_PROBLEM DESCRIPTION_: Would you transcribe exactly the lines from the beginning of the records below through the line with "Target: brown grass", both included, omitting the pictures?

[Natural language region descriptions]
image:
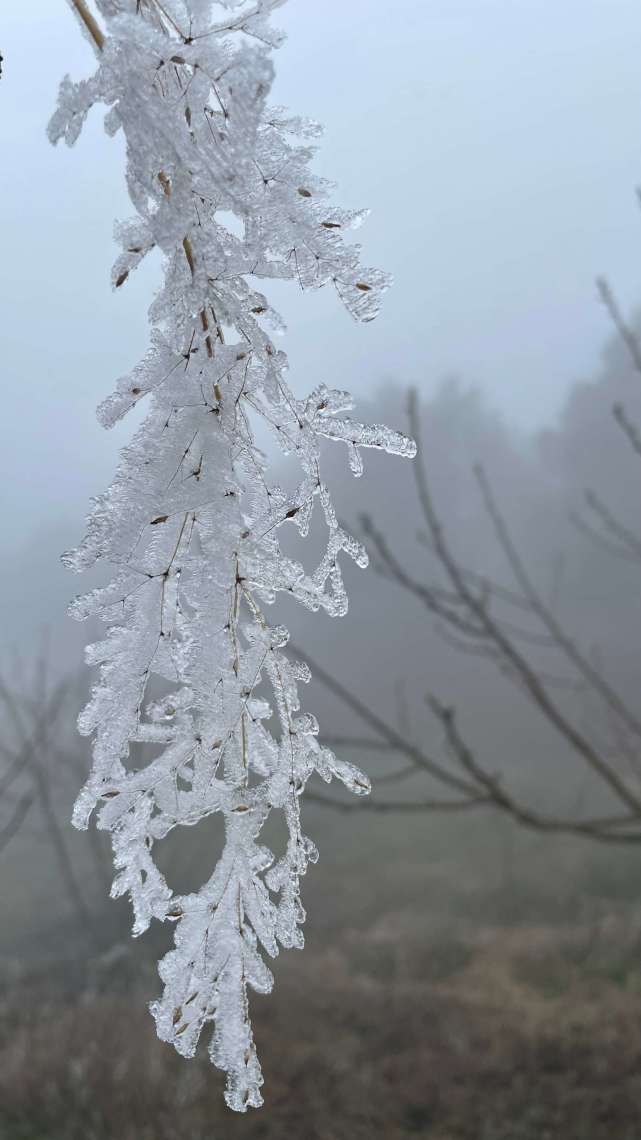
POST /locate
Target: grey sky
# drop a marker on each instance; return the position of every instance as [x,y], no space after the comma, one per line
[497,143]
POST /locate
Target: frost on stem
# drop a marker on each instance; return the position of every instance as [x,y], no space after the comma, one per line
[191,523]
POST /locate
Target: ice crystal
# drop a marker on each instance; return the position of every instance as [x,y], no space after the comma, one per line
[189,527]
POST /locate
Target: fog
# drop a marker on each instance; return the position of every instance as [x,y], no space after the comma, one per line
[451,954]
[497,152]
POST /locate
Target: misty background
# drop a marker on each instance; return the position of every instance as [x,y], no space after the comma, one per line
[497,145]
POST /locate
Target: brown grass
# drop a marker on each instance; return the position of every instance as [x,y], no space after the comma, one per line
[456,1033]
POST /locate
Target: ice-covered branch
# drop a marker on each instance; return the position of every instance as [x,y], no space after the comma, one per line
[191,526]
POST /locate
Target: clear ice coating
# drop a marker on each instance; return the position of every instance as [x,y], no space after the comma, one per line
[189,526]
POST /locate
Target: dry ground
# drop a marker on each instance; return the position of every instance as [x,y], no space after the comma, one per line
[399,1027]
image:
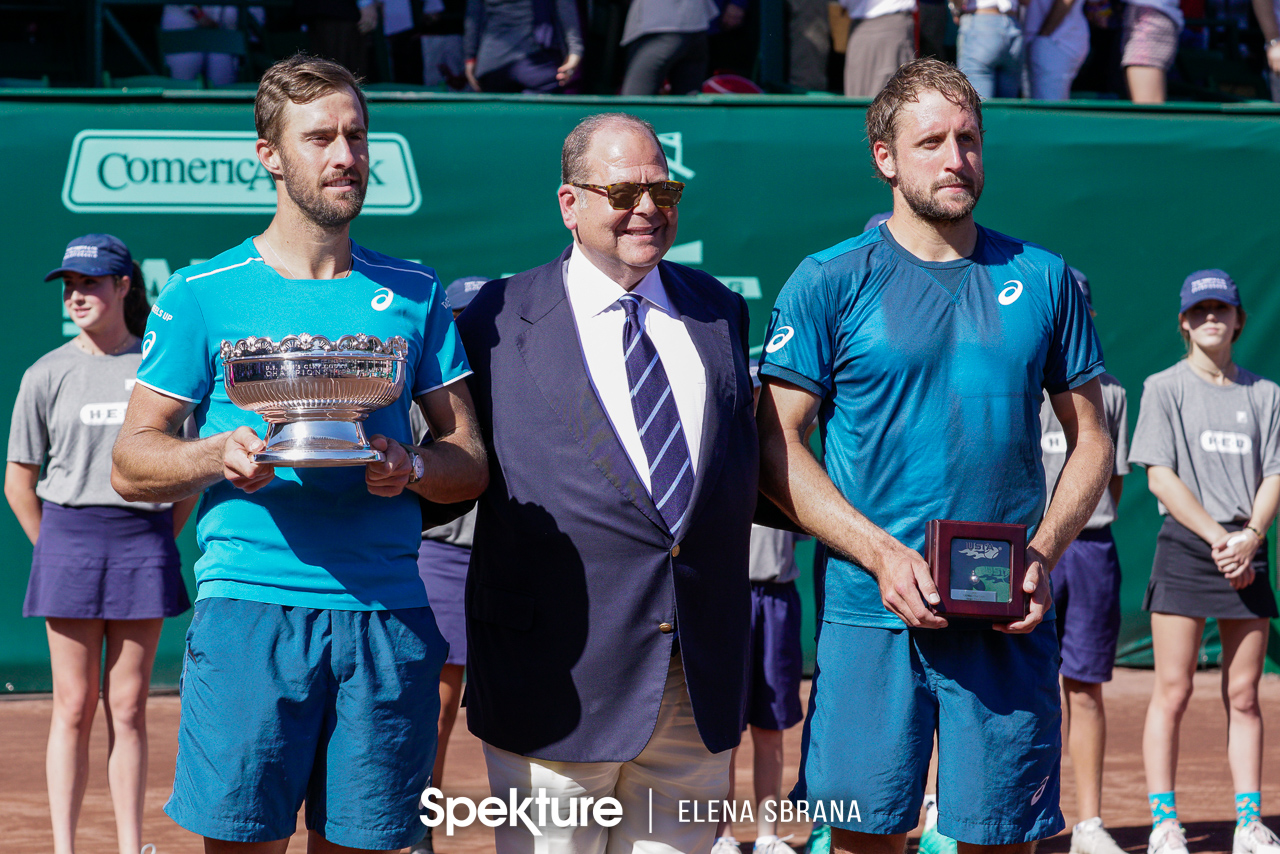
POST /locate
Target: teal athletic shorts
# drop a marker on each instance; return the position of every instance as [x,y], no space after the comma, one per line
[283,704]
[878,695]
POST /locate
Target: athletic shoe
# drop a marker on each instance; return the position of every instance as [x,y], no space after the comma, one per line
[819,840]
[772,845]
[1092,837]
[726,845]
[931,840]
[425,846]
[1166,837]
[1255,837]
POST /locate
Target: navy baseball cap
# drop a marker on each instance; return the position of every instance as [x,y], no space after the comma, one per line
[462,291]
[95,255]
[1208,284]
[1082,282]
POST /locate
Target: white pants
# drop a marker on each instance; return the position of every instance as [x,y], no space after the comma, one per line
[675,766]
[1052,63]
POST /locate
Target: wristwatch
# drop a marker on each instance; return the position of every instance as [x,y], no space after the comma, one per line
[419,466]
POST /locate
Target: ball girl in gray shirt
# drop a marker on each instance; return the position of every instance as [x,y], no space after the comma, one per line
[1208,433]
[104,572]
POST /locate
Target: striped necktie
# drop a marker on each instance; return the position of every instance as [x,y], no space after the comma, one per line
[671,471]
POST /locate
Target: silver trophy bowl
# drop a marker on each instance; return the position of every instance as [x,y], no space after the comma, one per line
[314,393]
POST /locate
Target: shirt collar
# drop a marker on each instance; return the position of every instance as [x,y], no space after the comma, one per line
[594,292]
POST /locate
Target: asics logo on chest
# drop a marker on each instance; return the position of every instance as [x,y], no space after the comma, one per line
[1009,296]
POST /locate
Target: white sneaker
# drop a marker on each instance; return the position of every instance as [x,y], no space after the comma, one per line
[726,845]
[1091,837]
[1166,837]
[773,845]
[1255,837]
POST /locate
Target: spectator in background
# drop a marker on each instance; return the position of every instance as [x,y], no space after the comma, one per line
[667,42]
[105,572]
[776,665]
[881,40]
[1057,41]
[440,26]
[1208,434]
[402,40]
[1087,593]
[990,46]
[1267,13]
[442,563]
[521,45]
[218,69]
[337,28]
[1151,30]
[809,41]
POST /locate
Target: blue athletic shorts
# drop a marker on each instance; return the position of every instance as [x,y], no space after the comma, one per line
[777,662]
[283,704]
[877,698]
[1087,593]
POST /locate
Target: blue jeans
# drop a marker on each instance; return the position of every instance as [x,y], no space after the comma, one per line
[990,53]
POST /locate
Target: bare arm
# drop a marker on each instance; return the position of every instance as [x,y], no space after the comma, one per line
[1265,10]
[801,489]
[456,464]
[150,462]
[1089,462]
[19,491]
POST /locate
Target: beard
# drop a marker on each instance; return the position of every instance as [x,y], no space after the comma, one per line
[324,210]
[926,204]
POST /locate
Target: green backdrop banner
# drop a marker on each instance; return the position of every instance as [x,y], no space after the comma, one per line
[1136,197]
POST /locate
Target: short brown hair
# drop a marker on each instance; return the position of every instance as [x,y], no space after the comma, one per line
[574,165]
[913,80]
[298,80]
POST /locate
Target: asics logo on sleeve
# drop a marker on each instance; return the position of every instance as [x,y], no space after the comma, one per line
[1224,442]
[1054,442]
[780,339]
[1009,296]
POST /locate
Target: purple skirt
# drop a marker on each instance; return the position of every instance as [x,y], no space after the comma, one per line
[443,570]
[105,563]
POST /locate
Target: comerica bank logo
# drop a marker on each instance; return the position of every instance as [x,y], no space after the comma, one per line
[209,172]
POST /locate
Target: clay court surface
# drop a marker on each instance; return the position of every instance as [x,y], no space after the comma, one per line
[1205,793]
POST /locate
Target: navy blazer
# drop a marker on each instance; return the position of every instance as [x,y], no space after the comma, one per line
[574,570]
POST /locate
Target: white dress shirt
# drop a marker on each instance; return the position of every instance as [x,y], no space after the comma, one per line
[599,318]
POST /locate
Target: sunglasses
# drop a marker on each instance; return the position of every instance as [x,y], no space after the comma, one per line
[626,195]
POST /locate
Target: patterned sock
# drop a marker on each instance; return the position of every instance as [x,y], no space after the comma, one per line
[1162,807]
[1248,808]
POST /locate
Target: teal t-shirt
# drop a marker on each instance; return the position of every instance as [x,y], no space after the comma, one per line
[931,377]
[312,538]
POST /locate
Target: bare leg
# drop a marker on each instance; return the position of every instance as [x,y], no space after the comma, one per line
[1244,649]
[318,844]
[725,827]
[223,846]
[76,658]
[131,649]
[846,841]
[767,773]
[1019,848]
[1175,644]
[1146,85]
[451,695]
[1087,739]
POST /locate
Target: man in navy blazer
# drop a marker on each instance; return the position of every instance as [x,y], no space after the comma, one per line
[608,597]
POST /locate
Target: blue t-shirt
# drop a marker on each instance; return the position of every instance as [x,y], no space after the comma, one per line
[312,538]
[931,377]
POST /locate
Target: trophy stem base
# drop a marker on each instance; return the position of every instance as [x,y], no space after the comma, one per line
[306,444]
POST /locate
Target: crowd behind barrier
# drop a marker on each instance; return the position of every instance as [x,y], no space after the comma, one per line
[1144,50]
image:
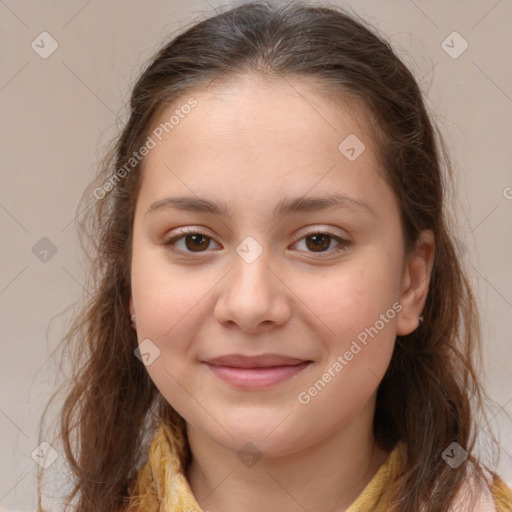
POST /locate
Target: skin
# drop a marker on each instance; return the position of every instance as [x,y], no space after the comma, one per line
[251,143]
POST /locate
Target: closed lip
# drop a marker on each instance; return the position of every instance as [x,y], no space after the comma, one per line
[259,361]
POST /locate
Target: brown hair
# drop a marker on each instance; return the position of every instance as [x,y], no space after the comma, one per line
[113,406]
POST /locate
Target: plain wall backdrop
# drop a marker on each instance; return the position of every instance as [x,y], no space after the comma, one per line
[59,110]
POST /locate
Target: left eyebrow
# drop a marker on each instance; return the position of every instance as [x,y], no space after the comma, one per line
[283,207]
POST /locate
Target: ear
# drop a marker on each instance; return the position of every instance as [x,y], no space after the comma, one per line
[415,282]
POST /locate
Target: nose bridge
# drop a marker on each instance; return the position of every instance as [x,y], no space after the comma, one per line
[252,294]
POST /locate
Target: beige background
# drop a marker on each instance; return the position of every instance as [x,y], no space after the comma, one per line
[58,113]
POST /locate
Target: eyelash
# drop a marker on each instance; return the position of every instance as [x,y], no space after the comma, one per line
[342,243]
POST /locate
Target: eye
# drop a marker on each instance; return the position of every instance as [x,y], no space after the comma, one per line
[194,241]
[320,241]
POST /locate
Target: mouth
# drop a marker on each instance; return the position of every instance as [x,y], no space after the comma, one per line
[256,372]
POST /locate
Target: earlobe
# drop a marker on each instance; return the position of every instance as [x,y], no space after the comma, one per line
[415,283]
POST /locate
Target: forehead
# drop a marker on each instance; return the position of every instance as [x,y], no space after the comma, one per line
[252,136]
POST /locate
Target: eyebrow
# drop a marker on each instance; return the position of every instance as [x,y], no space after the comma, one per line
[284,207]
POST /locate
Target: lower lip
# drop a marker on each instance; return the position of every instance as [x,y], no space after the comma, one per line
[257,378]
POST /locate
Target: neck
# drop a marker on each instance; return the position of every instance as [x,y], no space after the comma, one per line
[326,476]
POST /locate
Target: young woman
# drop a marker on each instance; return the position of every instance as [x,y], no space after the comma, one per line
[280,320]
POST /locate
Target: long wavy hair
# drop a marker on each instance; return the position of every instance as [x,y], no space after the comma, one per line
[430,395]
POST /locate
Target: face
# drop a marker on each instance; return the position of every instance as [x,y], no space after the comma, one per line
[267,310]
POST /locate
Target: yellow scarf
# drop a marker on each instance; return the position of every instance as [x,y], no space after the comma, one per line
[161,485]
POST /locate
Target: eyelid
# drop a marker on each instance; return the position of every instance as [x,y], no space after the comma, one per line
[343,243]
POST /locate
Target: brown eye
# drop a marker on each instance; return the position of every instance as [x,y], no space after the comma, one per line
[320,242]
[194,241]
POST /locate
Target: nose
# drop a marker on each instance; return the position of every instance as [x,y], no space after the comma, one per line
[253,296]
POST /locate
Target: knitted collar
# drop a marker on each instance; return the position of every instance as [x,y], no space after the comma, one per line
[161,484]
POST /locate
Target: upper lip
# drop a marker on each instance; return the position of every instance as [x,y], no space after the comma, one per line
[260,361]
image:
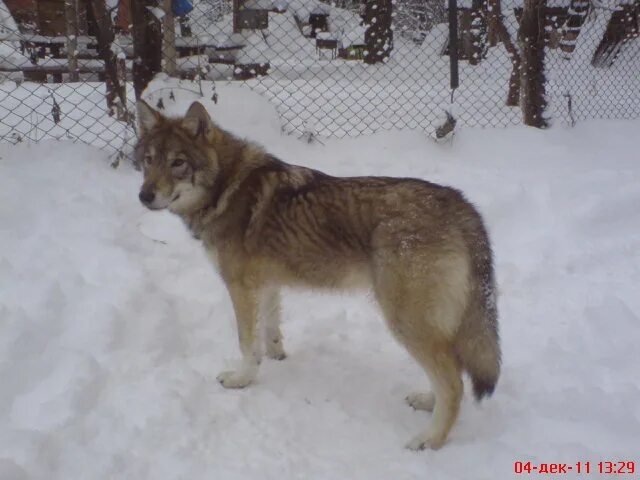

_ANSWER TO THIS TASK_:
image:
POST /locate
Target: grey sky
# drop a marker on each instance; return the position of every instance as [x,y], no space after the comma, one per line
[497,143]
POST /locate
Target: frost on stem
# drop a marker on each instance; return the position of every instance as [x,y], no space after the comma, one per line
[191,523]
POST /locate
Target: ice crystal
# drop a marker on each instance; return the position of every instance as [x,y], no space after the comma, one per line
[189,527]
POST /locate
Target: fog
# drop a marker on each instance; return the position of every instance as [x,y], no space after the comma, one per line
[451,954]
[497,152]
POST /locate
Target: misty background
# drop a marker on each instance; return the position of every instance as [x,y], no space after the comma, one per line
[497,145]
POST /locate
Target: brown grass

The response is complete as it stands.